[Goal A]:
Answer these questions from the passage on scanning printer illuminators:
(i) Which light sources does it name as principal among those currently used in comparable exposure tools?
(ii) What is the LaGrange product called in its two-dimensional form?
(iii) Which aspect of illuminator beams, other than coherence, can sometimes be invoked to produce higher contrast?

[Selected text]:

━━━━━━━━━━

Any given scanning printer is employed for a specific exposure purpose and consequently will have specific exposure requirements and a preferred light source. Prior to this invention it has been necessary to design the entire illuminator to accommodate the separate requirements of wavelength, usable f/cone, etc. which may be made necessary by choice of a different light source. Principal among the light sources that are currently used in comparable exposure tools are the excimer laser and the high-pressure mercury or mercury-xenon arc. A need exists for an illuminator that comprises largely common parts, so that when different models of an exposure tool are built, to serve different exposure purposes, the required illuminator can largely be assembled from modular parts that are common to all sources. The exposure tool thereby serves more possible applications, with far less required development expense.
There are fixed limits to the dimensions of any beam that can be utilized by the downstream imaging optics of a scanning printer, hereinafter referred to as the optical transfer system. These limits are set by a geometrical optical constant known in its one-dimensional form as the LaGrange product, or the LaGrange invariant, and in its two dimensional form as the “etendue” or admittance of the system. It is the product of the area of the illuminated field of the optical transfer system multiplied by the solid angle from points in the field to the system limiting aperture. Efficient use of the available source energy requires that the brightest part of the source be used and, as closely as possible, the energy captured from the source not overfill the admittance of the optical transfer system. And to preserve all possible resolution of the photomask object at the format, as seen through the follow-on optical transfer system, the beam at the photomask also should not possess less than the full etendue of the system.
In addition to satisfying the etendue requirement at the end of the illuminator, which is the photomask object plane, the beam is required to have an evenly distributed shape that fills the field stop of the optical transfer imaging optics. At that point the beam must have an f/number, a two dimensional angular divergence and telecentricity that matches the input of the optical transfer imaging optics as well. It must then be scanned across the photomask object in synchronism with the movement of the optical transfer imaging optics, by means of a photomask scanner, while maintaining the above geometry.
It is well-known in the photolithographic art that selective control of the coherence of illuminator light can have positive effects upon the imagery which the printer will produce. It is known that partial or altered coherence, produced by restricting the angular dimensions or the local intensity of the illuminator light in some manner, can produce crisper lines or better resolution. Other aspects of illuminator beams, for example polarization, can sometimes be invoked to produce higher contrast.

━━━━━━━━━━

[Excerpts from a point-labeling dataset]:
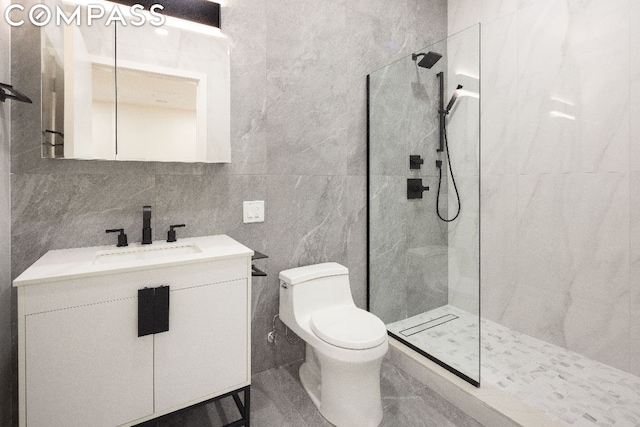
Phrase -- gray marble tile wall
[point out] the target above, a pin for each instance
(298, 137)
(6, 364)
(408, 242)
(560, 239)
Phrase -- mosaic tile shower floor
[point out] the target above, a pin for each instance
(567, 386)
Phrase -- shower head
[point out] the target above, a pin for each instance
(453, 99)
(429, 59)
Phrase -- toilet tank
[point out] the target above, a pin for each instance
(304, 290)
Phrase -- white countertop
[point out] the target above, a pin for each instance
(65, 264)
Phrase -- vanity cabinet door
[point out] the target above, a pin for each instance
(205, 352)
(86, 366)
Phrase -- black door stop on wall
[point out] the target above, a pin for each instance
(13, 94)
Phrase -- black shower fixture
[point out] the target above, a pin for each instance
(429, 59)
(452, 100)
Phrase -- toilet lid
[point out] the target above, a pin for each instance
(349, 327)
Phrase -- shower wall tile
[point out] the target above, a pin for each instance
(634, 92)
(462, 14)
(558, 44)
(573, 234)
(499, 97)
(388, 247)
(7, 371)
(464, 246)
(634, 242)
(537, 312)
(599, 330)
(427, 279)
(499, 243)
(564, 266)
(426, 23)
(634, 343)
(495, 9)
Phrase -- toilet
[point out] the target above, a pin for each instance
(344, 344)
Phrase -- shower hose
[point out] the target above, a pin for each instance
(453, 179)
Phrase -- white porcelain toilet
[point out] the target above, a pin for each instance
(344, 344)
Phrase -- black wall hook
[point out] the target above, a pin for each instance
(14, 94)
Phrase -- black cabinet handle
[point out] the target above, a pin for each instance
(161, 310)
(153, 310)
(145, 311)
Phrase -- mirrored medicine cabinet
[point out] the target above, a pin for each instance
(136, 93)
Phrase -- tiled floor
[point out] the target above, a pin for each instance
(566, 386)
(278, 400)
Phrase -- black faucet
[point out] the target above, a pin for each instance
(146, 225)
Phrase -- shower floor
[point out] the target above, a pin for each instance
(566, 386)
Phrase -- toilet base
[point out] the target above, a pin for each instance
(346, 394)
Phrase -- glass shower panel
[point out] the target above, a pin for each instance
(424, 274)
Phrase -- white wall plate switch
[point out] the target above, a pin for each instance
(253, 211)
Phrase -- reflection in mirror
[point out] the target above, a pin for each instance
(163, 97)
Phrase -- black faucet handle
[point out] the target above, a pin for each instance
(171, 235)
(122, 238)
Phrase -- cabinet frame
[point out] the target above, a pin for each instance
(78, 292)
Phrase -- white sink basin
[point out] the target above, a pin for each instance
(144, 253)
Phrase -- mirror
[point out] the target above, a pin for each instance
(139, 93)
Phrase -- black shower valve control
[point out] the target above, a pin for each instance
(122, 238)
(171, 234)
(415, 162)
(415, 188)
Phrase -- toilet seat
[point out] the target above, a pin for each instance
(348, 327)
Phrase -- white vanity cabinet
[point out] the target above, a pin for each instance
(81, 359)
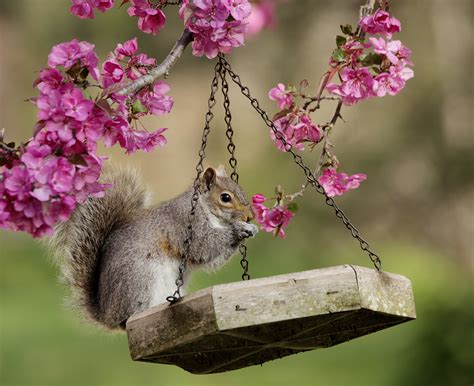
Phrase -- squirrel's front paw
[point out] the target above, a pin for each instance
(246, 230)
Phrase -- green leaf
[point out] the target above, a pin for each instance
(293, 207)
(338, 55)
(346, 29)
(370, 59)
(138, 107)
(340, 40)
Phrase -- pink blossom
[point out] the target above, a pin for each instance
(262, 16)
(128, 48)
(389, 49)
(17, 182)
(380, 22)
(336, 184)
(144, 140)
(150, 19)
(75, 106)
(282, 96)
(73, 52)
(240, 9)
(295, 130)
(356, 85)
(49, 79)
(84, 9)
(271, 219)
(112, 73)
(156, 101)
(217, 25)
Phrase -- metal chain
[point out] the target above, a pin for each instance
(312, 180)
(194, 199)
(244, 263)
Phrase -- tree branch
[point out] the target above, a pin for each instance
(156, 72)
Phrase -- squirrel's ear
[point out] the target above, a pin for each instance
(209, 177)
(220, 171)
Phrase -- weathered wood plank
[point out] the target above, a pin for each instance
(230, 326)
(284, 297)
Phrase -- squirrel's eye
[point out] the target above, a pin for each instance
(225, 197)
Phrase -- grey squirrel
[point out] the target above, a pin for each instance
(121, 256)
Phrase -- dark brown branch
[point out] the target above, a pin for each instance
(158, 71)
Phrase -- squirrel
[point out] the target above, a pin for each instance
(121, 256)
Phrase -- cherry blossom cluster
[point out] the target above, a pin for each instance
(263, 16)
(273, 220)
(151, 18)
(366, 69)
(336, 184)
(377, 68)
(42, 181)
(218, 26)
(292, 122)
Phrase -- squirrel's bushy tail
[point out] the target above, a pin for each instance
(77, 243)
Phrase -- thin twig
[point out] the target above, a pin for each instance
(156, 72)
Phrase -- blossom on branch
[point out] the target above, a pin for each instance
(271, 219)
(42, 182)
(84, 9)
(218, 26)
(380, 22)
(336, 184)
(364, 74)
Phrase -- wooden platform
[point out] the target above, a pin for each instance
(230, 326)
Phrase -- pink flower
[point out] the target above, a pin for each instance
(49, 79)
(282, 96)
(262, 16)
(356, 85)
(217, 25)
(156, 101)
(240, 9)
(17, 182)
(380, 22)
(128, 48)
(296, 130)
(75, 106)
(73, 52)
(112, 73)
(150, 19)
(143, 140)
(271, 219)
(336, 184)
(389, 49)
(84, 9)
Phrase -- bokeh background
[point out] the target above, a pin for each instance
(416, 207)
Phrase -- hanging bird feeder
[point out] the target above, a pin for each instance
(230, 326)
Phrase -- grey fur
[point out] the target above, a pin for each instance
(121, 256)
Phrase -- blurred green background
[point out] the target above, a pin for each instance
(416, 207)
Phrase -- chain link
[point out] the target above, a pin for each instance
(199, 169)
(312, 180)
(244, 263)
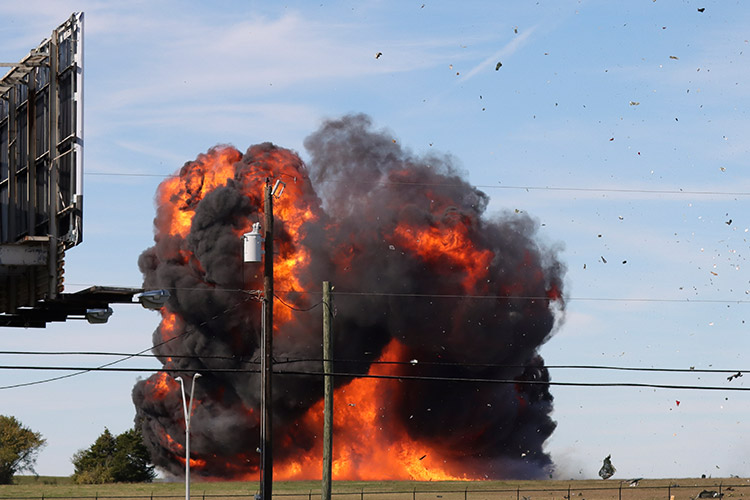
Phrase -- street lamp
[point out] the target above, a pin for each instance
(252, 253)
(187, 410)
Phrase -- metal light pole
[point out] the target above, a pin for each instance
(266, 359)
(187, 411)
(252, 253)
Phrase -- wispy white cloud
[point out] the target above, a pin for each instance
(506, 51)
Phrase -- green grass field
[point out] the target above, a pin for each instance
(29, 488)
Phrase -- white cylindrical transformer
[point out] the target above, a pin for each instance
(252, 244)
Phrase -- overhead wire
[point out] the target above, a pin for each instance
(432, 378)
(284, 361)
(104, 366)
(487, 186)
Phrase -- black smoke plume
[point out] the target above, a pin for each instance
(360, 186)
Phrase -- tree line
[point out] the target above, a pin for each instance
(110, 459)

━━━━━━━━━━

[Goal B]: Please pull out every line of the records that contains the string "door". Case counts.

[Output A]:
(i) The excimer laser and the high-pressure mercury or mercury-xenon arc.
(ii) The "etendue" or admittance of the system.
(iii) Polarization.

[Output B]:
Phrase -- vanity cabinet door
Phrase -- black door stop on wall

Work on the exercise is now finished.